Directions:
Only the line containing "Each instance of the person" and those after it, up to the end of the records below, are to be set down, exactly as written.

Information supplied:

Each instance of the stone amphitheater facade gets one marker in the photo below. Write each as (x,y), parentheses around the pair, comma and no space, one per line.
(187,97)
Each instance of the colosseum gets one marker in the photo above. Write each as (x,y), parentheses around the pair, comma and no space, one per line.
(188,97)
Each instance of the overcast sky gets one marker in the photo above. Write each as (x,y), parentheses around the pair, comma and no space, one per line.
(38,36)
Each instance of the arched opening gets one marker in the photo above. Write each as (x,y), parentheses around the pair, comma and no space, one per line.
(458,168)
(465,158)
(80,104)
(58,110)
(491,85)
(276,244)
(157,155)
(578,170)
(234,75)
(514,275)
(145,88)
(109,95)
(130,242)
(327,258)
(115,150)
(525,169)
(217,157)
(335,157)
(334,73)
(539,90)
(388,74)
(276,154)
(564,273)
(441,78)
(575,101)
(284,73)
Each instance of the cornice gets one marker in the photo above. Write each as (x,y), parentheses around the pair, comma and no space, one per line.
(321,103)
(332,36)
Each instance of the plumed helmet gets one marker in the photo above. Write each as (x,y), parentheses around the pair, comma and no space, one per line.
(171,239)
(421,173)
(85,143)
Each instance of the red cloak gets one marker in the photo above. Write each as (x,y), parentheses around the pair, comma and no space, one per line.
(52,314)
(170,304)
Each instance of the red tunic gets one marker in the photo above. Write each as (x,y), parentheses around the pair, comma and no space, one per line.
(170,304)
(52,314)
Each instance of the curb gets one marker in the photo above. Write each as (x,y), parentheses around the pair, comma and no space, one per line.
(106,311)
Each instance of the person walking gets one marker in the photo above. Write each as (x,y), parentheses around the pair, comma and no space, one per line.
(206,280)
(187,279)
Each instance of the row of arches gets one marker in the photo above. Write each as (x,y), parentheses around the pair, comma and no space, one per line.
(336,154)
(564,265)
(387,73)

Reply to the task:
Each instance of the person walking gets one marker in the photo above. Write each as (x,y), parentheses around the pair, comma and no space, one per line.
(206,280)
(187,279)
Each instance of the row of arches gets one marker in the photo above. Write each as (x,y), parentheses around the pair, comma and no space, one per line.
(336,154)
(564,265)
(387,73)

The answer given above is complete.